__RECORDS SUPPLIED__:
-*-*-

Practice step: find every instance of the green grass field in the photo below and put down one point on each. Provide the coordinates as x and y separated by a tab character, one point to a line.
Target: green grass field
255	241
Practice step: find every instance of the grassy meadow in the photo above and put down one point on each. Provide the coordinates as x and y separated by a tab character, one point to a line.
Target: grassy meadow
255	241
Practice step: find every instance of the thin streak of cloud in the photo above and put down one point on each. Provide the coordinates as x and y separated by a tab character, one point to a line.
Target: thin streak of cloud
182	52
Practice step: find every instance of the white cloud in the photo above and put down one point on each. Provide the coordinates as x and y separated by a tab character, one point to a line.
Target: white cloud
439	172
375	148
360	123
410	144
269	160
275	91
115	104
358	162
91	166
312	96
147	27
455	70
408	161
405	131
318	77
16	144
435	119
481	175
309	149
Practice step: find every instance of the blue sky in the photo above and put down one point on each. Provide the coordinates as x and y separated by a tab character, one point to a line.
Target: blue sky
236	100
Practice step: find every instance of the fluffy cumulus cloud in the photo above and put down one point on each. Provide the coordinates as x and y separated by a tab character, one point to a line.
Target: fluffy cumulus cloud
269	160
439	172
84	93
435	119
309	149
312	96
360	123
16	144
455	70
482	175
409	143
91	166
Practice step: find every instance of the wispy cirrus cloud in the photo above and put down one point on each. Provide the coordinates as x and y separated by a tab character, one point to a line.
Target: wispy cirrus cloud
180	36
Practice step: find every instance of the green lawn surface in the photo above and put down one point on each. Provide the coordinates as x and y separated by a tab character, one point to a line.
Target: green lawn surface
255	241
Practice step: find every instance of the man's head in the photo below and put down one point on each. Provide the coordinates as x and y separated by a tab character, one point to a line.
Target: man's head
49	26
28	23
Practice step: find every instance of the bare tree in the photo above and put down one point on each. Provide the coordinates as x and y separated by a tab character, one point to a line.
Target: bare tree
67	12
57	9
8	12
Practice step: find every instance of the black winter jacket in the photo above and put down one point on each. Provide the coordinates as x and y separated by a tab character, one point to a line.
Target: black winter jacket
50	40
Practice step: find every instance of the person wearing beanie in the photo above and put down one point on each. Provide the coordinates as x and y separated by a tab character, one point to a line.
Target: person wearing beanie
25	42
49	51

-*-*-

The records above should be returned exactly.

Practice step: find every instance of the green grass field in the photo below and put down one point on each. Provide the coordinates as x and y separated by a tab character, one point to a line.
Target: green grass field
255	241
Practice step: find every instance of the grassy meadow in the photo above and put down one point on each. Provide the coordinates as x and y separated by a tab character, one point to a line.
Target: grassy meadow
255	241
Practice step: find every instance of the thin streak of cloud in the photo above and put down one point on each. Provide the coordinates as x and y separated by a tab character, one point to a line.
Target: thin streak of cloud
182	52
Practice step: find every instance of the white cloud in the photo above and put down one point on each. Provide the coordinates as x and y separated by a tab character, one point to a line.
Target: white cloud
439	172
375	148
360	123
410	144
269	160
275	91
115	104
358	162
91	166
312	96
147	27
455	70
408	161
405	131
318	77
16	144
435	119
481	175
309	149
Practice step: find every instance of the blue sky in the photo above and put down one point on each. Provide the coordinates as x and y separated by a tab character, one point to a line.
Target: blue sky
236	100
Practice step: find every instance of the fluffy cumulus cloud in the photo above and put down one point on each. Provide the coordinates as x and y separated by a tab character, one point to a line.
Target: fluffy cumulus cloud
269	160
439	172
84	93
435	119
309	149
312	96
360	123
16	144
455	70
482	175
409	143
91	166
Practice step: find every instance of the wispy cirrus cloud in the photo above and put down one point on each. Provide the coordinates as x and y separated by a tab character, one point to a line.
Target: wispy cirrus cloud
180	36
Practice step: find every instance of the green lawn surface in the photo above and put down one point on each. Provide the coordinates as x and y separated by a tab character, one point to a line.
Target: green lawn surface
255	241
Practice step: find every instance of the man's head in the photo below and put down one point on each. Provide the coordinates as x and y separated by a tab character, one point to a line.
Target: man's head
49	26
28	23
Practice step: find every instance of the bare tree in the photo above and put down one point on each. Provide the coordinates as x and y separated by a tab character, one point to a line.
Target: bare tree
67	12
57	9
8	12
Practice step: find every instance of the black winter jacket in the photo above and put down one point on each. Provide the coordinates as x and y separated by a tab character, one point to a line.
Target: black winter jacket
50	40
Practice step: find every instance of the person wearing beanie in the photo above and put down one point on each. Provide the coordinates as x and y separated by a tab character, one point to a line.
Target: person wearing beanie
25	42
49	51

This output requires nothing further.